-- START Provided passage --

Cooper: Presidential debates may have outlived their usefulness to voters

The Associated Press / President Donald Trump answers a question as Democratic presidential candidate former Vice President Joe Biden takes notes during the second and final presidential debate between the two on Thursday at Belmont University in Nashville, Tenn.
The Associated Press / President Donald Trump answers a question as Democratic presidential candidate former Vice President Joe Biden takes notes during the second and final presidential debate between the two on Thursday at Belmont University in Nashville, Tenn.

Are presidential debates worth our time?

It's a legitimate question and one we would never have asked as recently as 20 years ago.

When debates returned to the American stage after a 16-year absence in 1976, they were a service for the voter. President Gerald Ford, the nation's first unelected president who had not been elected vice president, was facing a relatively little known former governor named Jimmy Carter. The debate showed Carter could go toe to toe with the president.

Four years later, Carter, whose term had not gone all that well, was facing former actor and former California Gov. Ronald Reagan. While the results of Carter's management of the previous four years were on display for all to see, Reagan was thought to be a cowboy, inexperienced and shallow. The debates helped voters get to know him better.

In 1988, as in the first presidential debate in 1960, the election had no incumbent. Voters needed to see if a third straight term of Republican rule under then-Vice President George H.W. Bush would be preferable to Democratic Massachusetts Gov. Michael Dukakis. The debates that year arguably allowed them to be comfortable with Bush.

But four years later, the economy had hit a sour patch under Bush, and voters were anxious to see if Democrat Bill Clinton - the first nominee of a new generation - was capable. The debates that year also featured third-party candidate Ross Perot, who was polling high enough at the time to grab a spot on the stage.

In 2000, again with no incumbent, the nation looked to the debates to allow them to choose between wooden Vice President Al Gore - whose administration could tout a strong economy but also a presidential sex scandal - and popular Texas Gov. George W. Bush.

We would argue that the U.S. Supreme Court's decision that resulted in the election of Bush effectively ended the chance of any future debate actually having an unbiased moderator ask candidates questions that neither favored nor opposed one candidate.

-- END Provided passage --
-- START Material provided --

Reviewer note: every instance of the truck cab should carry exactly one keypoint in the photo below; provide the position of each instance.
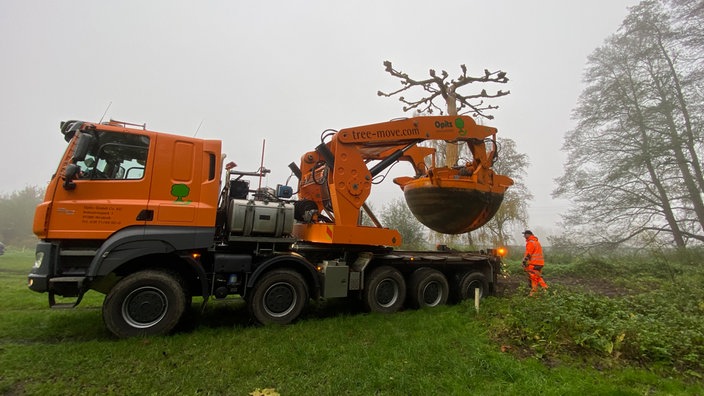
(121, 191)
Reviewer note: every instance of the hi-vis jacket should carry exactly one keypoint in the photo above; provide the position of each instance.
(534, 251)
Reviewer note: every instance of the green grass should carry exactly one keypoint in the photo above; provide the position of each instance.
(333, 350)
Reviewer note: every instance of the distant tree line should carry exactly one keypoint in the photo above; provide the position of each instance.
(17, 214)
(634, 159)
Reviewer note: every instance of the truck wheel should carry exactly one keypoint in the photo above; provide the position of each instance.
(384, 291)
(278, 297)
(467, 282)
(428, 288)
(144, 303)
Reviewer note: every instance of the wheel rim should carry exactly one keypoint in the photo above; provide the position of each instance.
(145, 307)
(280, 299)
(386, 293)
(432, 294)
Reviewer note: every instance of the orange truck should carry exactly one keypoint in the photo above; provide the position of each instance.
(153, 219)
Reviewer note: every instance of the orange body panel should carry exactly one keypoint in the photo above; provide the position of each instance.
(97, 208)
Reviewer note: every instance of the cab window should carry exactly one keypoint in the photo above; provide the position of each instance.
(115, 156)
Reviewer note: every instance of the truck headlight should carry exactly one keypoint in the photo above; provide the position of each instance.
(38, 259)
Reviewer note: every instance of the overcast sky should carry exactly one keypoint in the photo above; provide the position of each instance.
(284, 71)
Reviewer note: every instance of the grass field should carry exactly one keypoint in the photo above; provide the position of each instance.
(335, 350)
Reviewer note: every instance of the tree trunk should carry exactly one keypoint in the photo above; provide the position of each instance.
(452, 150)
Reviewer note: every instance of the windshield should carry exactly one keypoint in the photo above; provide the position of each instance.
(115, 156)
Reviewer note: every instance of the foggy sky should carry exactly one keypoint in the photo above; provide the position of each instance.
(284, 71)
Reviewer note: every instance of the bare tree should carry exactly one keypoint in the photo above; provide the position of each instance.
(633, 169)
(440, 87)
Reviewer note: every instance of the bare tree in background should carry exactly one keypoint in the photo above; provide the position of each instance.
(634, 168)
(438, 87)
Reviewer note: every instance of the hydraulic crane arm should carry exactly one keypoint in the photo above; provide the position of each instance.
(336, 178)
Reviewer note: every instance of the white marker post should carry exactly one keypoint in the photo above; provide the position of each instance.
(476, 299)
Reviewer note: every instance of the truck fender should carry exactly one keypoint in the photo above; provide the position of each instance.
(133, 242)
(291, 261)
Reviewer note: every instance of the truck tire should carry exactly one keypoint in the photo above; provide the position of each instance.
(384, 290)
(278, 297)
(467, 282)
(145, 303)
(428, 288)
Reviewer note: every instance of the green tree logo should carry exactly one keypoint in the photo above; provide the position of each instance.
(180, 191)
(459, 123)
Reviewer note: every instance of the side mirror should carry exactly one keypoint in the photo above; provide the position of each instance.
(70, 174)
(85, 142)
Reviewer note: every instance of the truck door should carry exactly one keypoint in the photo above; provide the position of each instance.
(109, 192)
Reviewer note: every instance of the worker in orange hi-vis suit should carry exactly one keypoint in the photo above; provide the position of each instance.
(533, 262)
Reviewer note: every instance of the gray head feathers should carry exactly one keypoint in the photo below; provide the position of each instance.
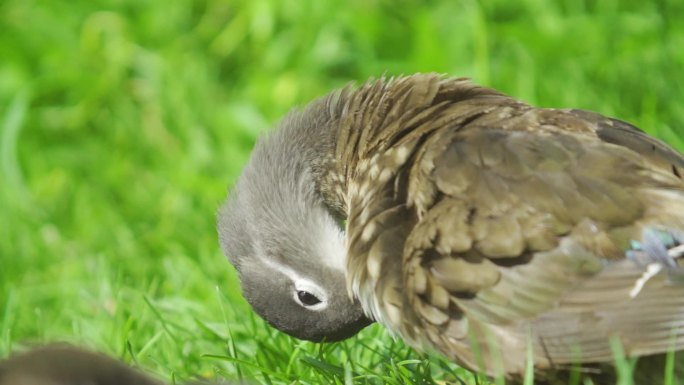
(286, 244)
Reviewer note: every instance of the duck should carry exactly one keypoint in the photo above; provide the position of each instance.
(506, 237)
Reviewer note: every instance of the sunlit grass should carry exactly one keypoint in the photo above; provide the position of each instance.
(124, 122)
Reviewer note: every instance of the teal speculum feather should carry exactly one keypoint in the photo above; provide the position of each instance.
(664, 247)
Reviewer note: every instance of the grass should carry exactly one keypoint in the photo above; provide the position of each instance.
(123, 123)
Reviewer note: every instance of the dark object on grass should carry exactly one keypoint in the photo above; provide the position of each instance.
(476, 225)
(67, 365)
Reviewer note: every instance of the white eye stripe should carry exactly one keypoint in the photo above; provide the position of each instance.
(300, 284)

-- END Material provided --

*Work to complete*
Could you write out the part of the presidential debates piece that opens with "When debates returned" and closes with "know him better.", switching "cowboy" to "maverick"? The rows have nothing to do with the presidential debates piece.

*Task response*
When debates returned to the American stage after a 16-year absence in 1976, they were a service for the voter. President Gerald Ford, the nation's first unelected president who had not been elected vice president, was facing a relatively little known former governor named Jimmy Carter. The debate showed Carter could go toe to toe with the president.

Four years later, Carter, whose term had not gone all that well, was facing former actor and former California Gov. Ronald Reagan. While the results of Carter's management of the previous four years were on display for all to see, Reagan was thought to be a maverick, inexperienced and shallow. The debates helped voters get to know him better.